Coordinate annotation items:
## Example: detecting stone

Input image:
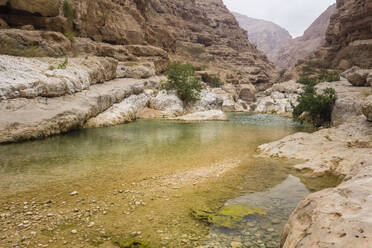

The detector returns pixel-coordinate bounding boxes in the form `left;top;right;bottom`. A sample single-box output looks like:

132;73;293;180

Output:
8;0;62;16
149;90;185;117
362;96;372;121
230;241;243;248
0;29;71;57
341;66;372;87
0;55;117;100
174;110;228;121
84;93;150;128
116;62;156;79
0;18;9;29
239;84;256;103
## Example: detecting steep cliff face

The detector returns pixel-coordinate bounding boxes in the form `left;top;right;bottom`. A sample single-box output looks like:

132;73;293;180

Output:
233;13;292;63
270;4;336;69
0;0;275;88
313;0;372;69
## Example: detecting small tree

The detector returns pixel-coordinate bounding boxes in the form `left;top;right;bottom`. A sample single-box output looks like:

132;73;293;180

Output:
164;63;202;104
293;83;337;127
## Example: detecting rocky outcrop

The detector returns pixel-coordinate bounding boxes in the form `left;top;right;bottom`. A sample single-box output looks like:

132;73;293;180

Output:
233;13;292;61
341;66;372;86
251;77;370;126
0;0;276;88
312;0;372;69
0;56;117;100
270;4;336;69
362;96;372;121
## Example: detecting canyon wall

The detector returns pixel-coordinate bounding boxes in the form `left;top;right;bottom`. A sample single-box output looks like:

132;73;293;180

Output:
0;0;276;88
233;13;292;61
270;4;336;69
312;0;372;70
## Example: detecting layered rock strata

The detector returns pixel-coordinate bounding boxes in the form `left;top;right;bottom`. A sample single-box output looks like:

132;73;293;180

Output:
0;0;276;91
0;55;248;143
313;0;372;69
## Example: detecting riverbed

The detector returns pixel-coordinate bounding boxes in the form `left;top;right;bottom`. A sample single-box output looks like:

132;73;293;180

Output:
0;114;337;248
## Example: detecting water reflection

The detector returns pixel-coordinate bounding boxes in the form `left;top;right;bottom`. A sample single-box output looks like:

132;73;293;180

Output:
203;175;310;248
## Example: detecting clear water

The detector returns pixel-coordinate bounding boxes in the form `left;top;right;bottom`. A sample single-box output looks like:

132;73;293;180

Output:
0;114;334;247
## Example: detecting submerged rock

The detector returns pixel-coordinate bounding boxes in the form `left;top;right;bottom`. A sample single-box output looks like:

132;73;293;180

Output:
174;110;228;121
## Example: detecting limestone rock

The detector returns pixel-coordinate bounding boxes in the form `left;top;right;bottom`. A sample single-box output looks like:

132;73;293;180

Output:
0;29;71;57
175;110;228;121
116;62;155;78
8;0;62;16
313;0;372;68
233;13;292;66
0;79;152;143
362;96;372;121
239;84;256;102
269;4;336;69
0;55;117;100
341;66;372;86
84;93;150;128
281;164;372;248
149;90;185;117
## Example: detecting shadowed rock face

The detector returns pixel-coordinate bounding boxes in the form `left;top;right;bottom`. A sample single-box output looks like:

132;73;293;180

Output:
314;0;372;69
233;13;292;63
270;4;336;68
0;0;275;88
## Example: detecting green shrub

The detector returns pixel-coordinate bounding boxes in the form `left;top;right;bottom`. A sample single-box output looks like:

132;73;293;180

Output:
293;84;337;127
64;32;75;42
163;63;202;104
63;0;75;22
203;74;223;88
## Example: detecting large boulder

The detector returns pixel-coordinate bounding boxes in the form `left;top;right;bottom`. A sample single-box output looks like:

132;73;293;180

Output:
116;62;155;79
0;29;71;57
341;66;372;87
362;96;372;121
239;84;256;103
149;90;185;117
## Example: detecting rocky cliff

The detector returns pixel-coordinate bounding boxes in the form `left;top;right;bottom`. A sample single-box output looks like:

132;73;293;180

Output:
0;0;275;87
306;0;372;69
233;13;292;61
270;4;336;69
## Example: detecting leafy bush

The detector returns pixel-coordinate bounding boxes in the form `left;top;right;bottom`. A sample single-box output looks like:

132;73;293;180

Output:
63;0;75;22
293;84;337;127
164;63;202;104
203;74;223;88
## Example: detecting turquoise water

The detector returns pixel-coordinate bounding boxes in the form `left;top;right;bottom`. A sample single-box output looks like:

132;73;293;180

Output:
0;114;334;247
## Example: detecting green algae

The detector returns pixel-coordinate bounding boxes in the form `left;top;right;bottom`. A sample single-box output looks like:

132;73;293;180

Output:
191;205;267;229
112;236;152;248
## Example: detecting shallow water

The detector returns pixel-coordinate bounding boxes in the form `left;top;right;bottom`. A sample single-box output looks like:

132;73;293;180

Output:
0;114;333;247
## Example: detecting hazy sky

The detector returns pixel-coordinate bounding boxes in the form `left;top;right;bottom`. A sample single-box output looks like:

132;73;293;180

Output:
223;0;336;37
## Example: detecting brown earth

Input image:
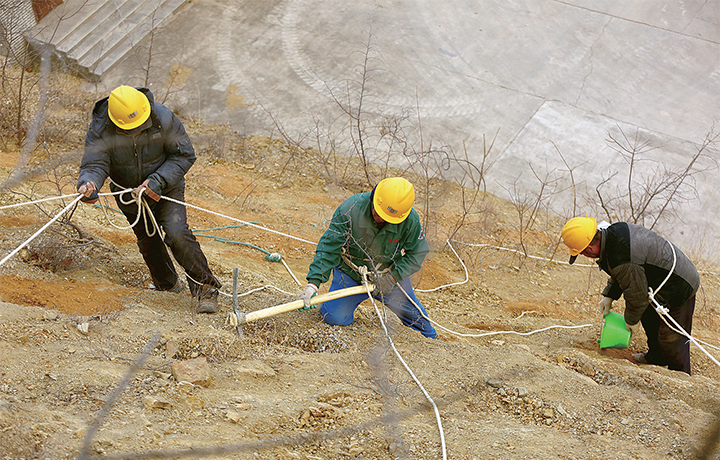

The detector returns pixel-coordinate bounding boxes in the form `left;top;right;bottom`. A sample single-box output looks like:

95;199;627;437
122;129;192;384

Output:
0;126;720;459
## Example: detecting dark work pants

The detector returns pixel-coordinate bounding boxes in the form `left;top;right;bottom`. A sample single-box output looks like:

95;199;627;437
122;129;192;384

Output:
115;186;221;296
640;295;695;374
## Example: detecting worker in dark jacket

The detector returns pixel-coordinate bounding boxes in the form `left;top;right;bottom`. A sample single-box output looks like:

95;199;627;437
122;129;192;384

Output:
78;86;220;313
562;217;700;374
300;177;437;338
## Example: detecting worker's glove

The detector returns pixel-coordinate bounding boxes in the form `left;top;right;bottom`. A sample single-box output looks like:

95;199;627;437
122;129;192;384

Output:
78;182;98;204
133;179;160;201
598;297;613;318
625;321;640;337
373;273;397;297
298;283;317;311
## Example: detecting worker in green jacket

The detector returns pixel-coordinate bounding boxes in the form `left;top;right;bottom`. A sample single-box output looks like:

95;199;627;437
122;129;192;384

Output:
300;177;437;338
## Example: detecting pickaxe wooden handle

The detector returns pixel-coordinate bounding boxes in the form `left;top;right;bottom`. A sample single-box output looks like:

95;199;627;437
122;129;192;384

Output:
235;283;375;325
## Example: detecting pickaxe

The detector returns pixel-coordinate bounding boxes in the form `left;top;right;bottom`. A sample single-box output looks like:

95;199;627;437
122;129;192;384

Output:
229;268;375;337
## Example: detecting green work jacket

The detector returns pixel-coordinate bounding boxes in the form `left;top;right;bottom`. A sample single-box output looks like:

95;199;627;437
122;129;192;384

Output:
307;193;430;286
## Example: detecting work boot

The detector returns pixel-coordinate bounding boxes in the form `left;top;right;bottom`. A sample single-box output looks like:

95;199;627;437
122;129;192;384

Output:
168;277;185;294
197;284;218;313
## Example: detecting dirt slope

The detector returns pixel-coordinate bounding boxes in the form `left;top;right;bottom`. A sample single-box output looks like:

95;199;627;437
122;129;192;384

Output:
0;130;720;459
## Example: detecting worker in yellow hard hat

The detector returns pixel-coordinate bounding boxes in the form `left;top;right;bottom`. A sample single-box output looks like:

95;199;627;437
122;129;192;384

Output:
562;216;700;374
77;85;220;313
299;177;437;338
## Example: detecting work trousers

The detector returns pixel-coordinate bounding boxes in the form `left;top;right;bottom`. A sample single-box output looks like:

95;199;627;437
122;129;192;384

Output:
320;267;437;339
115;186;221;297
640;295;695;374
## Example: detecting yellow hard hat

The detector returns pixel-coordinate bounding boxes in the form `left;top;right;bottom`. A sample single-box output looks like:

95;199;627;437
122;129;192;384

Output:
373;177;415;224
108;85;150;130
562;216;597;257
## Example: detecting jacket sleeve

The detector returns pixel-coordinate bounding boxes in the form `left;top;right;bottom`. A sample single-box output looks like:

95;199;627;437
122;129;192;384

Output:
77;128;110;191
307;207;352;287
147;108;197;195
390;222;430;281
610;263;650;324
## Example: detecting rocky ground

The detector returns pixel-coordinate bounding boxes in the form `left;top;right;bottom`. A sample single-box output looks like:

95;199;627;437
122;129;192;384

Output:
0;122;720;459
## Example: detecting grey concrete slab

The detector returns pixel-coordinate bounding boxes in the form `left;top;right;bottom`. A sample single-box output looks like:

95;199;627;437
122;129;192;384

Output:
102;0;720;258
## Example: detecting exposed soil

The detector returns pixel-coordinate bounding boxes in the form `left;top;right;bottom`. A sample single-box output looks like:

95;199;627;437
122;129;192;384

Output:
0;128;720;459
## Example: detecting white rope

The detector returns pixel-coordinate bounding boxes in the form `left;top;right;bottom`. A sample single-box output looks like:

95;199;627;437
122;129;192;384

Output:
160;196;317;245
415;239;470;292
648;246;720;367
397;284;592;337
0;193;84;211
363;276;447;460
0;193;82;266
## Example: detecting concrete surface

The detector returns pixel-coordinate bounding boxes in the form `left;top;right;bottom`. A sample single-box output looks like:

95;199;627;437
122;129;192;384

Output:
101;0;720;255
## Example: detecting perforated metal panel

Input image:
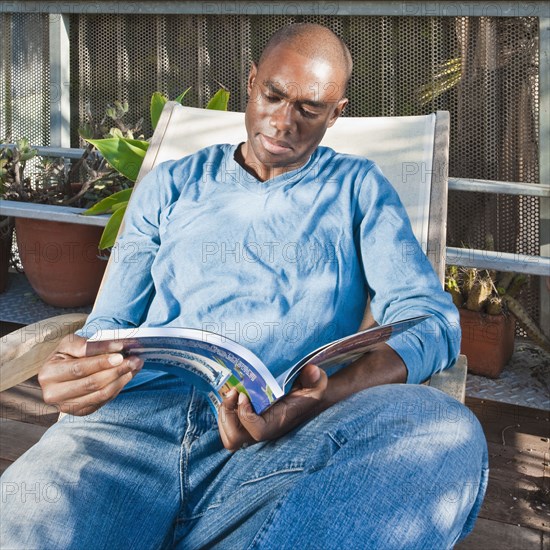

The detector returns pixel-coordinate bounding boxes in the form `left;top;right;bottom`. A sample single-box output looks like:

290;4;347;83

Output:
0;13;540;328
0;14;50;145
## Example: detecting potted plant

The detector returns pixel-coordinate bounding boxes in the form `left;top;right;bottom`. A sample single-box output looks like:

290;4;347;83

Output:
0;109;131;307
445;266;550;378
83;86;229;250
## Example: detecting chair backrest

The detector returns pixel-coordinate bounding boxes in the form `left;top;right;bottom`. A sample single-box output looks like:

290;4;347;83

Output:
136;102;449;280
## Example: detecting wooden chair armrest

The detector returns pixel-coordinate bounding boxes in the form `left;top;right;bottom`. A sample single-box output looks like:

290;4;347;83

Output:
0;313;87;391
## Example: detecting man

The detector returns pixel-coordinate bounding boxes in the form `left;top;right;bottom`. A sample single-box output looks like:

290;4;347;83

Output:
2;24;487;549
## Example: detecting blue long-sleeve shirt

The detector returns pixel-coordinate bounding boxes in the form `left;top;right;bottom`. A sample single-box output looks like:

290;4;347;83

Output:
80;145;460;383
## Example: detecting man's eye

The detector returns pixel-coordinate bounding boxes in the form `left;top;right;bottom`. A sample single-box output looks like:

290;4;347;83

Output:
301;109;319;118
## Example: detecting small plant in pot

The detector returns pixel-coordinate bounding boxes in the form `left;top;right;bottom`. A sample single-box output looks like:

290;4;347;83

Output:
445;260;550;378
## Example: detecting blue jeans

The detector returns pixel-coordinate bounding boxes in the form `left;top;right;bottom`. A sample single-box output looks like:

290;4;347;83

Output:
0;377;487;550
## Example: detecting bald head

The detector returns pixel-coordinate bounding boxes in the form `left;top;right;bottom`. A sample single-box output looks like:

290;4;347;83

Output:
258;23;353;93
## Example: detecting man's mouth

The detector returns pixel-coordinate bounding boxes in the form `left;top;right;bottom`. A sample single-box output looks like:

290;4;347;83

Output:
260;134;292;155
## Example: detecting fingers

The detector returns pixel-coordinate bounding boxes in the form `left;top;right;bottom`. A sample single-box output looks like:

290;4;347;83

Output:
218;389;254;452
53;371;140;416
39;354;143;402
38;335;143;415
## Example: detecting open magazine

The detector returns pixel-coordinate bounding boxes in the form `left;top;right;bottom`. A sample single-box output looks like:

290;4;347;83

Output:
86;315;430;414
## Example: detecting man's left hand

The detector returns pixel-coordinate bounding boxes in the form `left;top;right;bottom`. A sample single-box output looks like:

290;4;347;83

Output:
218;364;329;451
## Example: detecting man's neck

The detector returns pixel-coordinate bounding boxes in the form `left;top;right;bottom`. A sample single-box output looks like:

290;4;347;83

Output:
235;142;308;183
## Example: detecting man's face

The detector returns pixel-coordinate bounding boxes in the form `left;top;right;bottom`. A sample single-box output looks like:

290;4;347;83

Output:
242;46;348;181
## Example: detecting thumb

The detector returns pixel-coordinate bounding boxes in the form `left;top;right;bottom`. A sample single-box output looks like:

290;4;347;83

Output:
299;363;322;388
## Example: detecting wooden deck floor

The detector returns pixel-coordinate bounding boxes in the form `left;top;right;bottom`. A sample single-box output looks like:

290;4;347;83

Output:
0;380;550;550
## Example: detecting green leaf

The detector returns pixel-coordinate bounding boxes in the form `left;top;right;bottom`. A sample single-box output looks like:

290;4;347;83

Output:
86;137;149;181
99;206;126;250
178;86;192;103
82;189;132;216
206;88;229;111
151;92;168;130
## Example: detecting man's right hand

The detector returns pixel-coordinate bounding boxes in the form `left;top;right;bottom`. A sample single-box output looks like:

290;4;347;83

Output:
38;335;143;416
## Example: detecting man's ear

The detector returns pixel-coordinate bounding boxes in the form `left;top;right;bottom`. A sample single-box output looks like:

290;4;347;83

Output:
327;97;349;128
246;61;258;95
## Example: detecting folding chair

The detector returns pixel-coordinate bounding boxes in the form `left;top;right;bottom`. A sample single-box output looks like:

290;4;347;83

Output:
0;102;466;402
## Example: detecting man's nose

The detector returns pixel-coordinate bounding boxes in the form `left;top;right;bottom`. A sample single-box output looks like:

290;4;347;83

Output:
270;102;294;132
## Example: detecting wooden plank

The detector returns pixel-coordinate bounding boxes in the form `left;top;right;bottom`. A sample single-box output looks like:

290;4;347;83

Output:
488;442;546;487
479;472;550;533
0;419;47;461
466;398;550;452
455;518;543;550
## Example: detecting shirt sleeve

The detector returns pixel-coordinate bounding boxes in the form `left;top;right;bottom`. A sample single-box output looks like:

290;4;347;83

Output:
77;167;166;338
355;164;460;383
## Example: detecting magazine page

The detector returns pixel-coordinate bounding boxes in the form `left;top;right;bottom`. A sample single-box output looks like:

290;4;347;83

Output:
277;314;431;393
86;327;282;410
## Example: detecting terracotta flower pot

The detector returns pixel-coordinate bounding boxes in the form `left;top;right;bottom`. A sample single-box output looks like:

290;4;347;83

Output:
0;218;13;292
459;309;516;378
15;218;107;307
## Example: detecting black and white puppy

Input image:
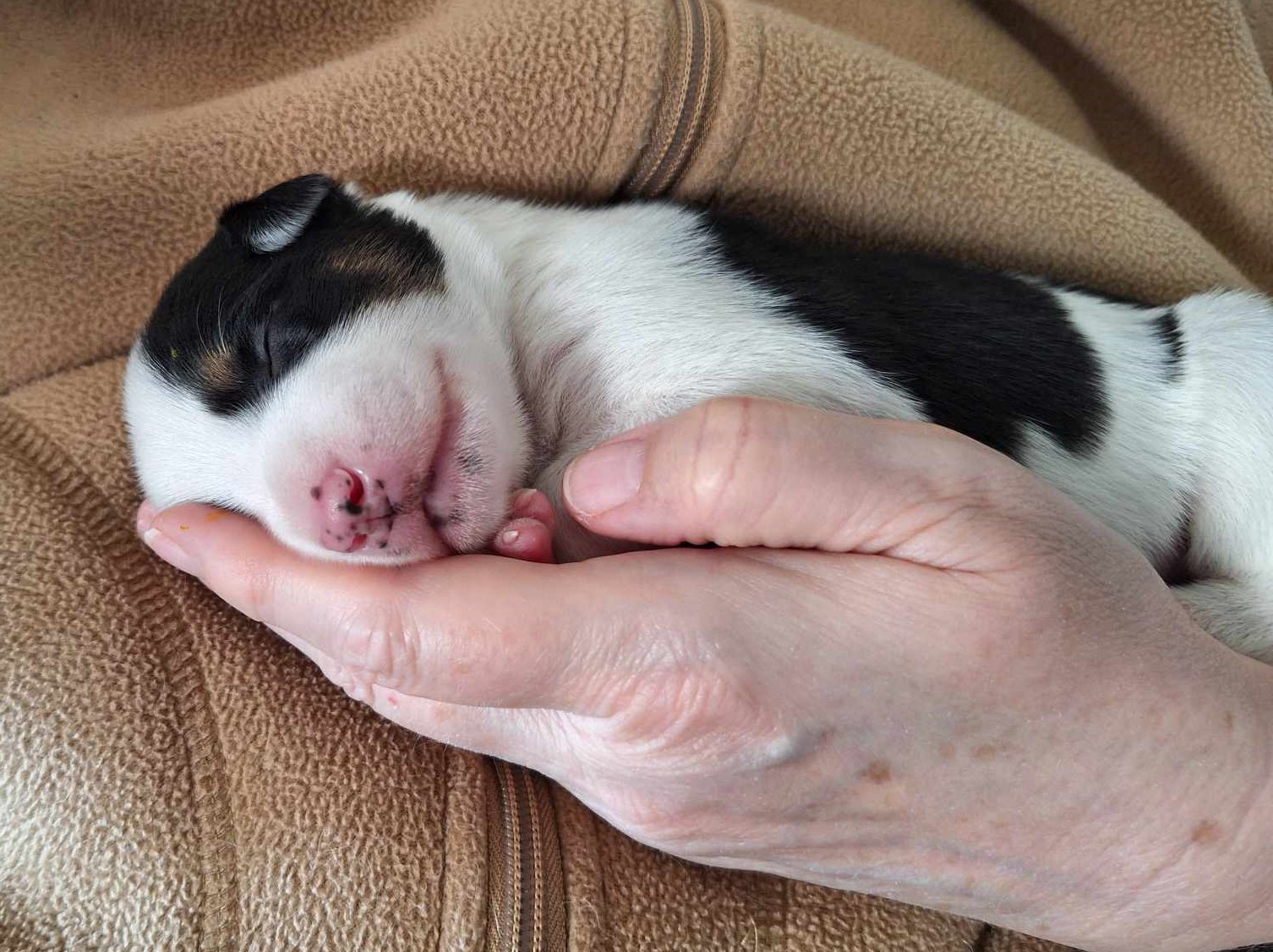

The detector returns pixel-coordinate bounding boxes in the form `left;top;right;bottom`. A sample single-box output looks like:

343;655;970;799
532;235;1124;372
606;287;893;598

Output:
125;176;1273;660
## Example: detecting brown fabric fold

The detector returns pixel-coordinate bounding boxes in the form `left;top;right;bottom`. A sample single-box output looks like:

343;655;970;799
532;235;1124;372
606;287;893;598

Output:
0;0;1273;952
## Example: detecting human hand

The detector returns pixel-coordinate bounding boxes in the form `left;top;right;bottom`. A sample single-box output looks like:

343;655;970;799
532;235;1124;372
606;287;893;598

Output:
139;400;1273;952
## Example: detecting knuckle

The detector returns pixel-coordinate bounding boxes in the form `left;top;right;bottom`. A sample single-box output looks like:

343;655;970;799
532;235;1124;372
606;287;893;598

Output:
336;601;420;687
687;397;757;517
241;564;277;622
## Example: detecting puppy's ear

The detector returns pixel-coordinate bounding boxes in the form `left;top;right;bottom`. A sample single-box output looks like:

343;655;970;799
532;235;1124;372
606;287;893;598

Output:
218;176;336;254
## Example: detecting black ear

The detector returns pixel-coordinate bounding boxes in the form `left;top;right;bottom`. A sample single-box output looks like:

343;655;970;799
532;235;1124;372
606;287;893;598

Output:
219;174;336;254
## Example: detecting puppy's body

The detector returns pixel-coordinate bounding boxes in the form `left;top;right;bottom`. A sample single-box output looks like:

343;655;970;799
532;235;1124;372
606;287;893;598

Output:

_Task directions_.
Copy out word for word the stretch of the items above that opens with the line containing "## Example: detecting magazine page" and closes with the line containing "139;400;1273;952", both of those lines included. Leave the pictures out of your copy.

_Reply_.
## Example: detecting magazine page

The detector returns pixel-coordinate bounding boxes in the form `left;top;right;bottom`. A sample single-box output looks like:

290;4;347;83

Output:
277;314;431;393
86;327;282;410
## Example: detecting terracotta flower pot

The detector returns pixel-coordinate bounding boxes in the form `left;top;right;bottom`. A sample single-box output looks like:

290;4;347;83

Output:
0;218;13;292
459;309;516;378
15;218;107;307
## Example: detecting black and white puppy

Input image:

The detector returns pixel-coordinate bounding boxes in the form `left;top;right;bottom`. A sample single-box output looks like:

343;655;970;799
532;235;1124;372
606;287;893;598

Output:
125;176;1273;660
## Example: detecting brown fabric fold

The detector returns pixel-coordinate bounding boxes in the form `left;top;right;bottom`. A sample single-box output looks like:

343;655;970;799
532;235;1124;372
606;287;893;598

Output:
0;0;1273;952
## Example: detecting human hand

The detector returns pixel-coordinate bounding boxes in the form `left;top;right;bottom`. A sample single-box output looks like:

343;655;970;799
532;235;1124;372
606;287;893;598

Output:
139;400;1273;952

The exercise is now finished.